##### Information supplied

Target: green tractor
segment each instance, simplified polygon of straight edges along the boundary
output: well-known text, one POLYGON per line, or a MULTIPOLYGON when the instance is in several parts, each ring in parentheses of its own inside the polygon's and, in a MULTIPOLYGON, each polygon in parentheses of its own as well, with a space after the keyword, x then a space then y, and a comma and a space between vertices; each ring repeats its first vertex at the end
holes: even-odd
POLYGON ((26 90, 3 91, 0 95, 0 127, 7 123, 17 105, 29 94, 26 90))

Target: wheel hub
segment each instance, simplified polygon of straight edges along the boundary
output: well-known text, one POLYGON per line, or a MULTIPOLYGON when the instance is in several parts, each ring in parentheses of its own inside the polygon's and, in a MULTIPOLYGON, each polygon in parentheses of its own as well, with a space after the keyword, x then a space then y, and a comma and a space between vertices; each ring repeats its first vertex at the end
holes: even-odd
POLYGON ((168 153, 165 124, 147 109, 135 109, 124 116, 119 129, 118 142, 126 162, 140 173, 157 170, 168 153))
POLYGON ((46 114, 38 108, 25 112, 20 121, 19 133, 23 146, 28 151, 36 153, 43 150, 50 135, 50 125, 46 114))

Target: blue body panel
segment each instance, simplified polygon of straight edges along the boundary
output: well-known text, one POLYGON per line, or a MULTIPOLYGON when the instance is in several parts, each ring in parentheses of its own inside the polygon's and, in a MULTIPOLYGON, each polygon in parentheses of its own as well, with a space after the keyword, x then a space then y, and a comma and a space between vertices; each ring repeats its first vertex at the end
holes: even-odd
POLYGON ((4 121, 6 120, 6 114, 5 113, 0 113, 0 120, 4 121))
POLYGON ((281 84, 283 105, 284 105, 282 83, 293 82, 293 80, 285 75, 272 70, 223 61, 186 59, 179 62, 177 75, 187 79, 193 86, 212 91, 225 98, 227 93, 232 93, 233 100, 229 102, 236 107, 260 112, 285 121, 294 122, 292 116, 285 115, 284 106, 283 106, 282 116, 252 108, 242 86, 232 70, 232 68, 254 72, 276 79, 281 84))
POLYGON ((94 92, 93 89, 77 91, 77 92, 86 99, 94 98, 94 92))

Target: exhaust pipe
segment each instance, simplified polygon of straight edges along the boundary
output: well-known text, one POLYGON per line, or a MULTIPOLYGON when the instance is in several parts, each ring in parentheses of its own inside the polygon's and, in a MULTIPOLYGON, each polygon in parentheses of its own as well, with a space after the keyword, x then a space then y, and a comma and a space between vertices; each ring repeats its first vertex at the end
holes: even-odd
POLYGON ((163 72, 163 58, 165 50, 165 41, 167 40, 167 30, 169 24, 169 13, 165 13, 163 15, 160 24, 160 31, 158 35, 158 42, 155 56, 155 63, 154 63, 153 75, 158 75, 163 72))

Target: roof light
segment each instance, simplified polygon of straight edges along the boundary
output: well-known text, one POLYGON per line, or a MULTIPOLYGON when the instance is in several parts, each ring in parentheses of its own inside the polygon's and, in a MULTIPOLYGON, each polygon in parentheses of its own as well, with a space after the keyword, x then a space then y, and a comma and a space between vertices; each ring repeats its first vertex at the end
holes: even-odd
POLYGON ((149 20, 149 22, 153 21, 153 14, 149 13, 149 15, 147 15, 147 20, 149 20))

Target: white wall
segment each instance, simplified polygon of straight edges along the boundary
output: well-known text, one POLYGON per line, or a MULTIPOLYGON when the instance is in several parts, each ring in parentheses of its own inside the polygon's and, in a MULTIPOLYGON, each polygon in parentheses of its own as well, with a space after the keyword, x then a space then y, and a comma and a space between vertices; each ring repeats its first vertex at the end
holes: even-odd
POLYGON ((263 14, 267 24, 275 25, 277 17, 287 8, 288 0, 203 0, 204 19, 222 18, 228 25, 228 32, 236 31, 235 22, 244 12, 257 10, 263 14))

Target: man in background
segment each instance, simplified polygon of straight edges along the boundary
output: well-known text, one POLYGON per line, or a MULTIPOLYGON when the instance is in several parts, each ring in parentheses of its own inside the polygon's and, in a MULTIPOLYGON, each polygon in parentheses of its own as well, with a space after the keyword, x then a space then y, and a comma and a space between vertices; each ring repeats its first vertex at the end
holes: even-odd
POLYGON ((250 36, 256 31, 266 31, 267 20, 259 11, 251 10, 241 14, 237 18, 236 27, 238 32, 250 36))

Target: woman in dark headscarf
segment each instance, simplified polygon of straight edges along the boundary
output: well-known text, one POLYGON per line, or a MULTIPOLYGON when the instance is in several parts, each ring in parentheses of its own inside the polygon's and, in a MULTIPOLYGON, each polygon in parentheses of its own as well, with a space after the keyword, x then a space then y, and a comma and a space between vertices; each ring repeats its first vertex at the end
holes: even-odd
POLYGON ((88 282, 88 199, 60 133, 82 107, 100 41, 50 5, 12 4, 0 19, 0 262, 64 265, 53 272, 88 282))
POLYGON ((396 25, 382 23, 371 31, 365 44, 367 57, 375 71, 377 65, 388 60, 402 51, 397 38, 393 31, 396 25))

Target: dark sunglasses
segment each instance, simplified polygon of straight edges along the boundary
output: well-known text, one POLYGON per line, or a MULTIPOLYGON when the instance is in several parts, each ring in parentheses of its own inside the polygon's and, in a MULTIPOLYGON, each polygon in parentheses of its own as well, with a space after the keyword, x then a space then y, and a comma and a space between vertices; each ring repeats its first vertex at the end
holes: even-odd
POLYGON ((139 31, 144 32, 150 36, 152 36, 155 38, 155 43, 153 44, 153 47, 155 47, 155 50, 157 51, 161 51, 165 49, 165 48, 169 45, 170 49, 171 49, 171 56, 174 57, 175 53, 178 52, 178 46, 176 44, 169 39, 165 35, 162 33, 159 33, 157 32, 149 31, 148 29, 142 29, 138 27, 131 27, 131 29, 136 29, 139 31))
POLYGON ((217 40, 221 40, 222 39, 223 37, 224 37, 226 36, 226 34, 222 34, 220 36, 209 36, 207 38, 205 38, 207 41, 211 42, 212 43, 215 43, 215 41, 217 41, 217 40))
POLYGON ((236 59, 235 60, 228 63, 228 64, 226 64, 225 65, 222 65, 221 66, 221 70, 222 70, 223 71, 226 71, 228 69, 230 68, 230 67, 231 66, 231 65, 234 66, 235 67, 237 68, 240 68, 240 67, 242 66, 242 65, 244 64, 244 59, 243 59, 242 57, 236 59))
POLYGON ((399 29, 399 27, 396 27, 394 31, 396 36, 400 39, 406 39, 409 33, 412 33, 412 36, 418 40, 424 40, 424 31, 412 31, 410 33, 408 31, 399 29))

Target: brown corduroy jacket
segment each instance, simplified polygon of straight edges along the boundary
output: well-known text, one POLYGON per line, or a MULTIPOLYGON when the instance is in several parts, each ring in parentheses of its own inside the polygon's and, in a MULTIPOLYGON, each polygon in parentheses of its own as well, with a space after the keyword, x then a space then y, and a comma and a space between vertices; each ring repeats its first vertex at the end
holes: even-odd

##########

Job. Can you copy every line of the records from the start through the line containing "POLYGON ((26 90, 3", inclusive, shifting each coordinate in the answers up by 135 and leaving the rest unchanged?

Result of this task.
Target: green tractor
segment each instance, simplified polygon of straight edges along the boundary
output: well-known text, one POLYGON per line, or a MULTIPOLYGON when the instance is in several parts, each ring in parentheses of its own inside the polygon's and, in a MULTIPOLYGON, each polygon in parentheses of its own as well, with a space after the keyword, x then a space then y, and a comma and a space between vertices; each ring repeats its first vertex at the end
holes: even-odd
POLYGON ((161 225, 138 226, 135 230, 135 262, 142 258, 152 240, 164 229, 161 225))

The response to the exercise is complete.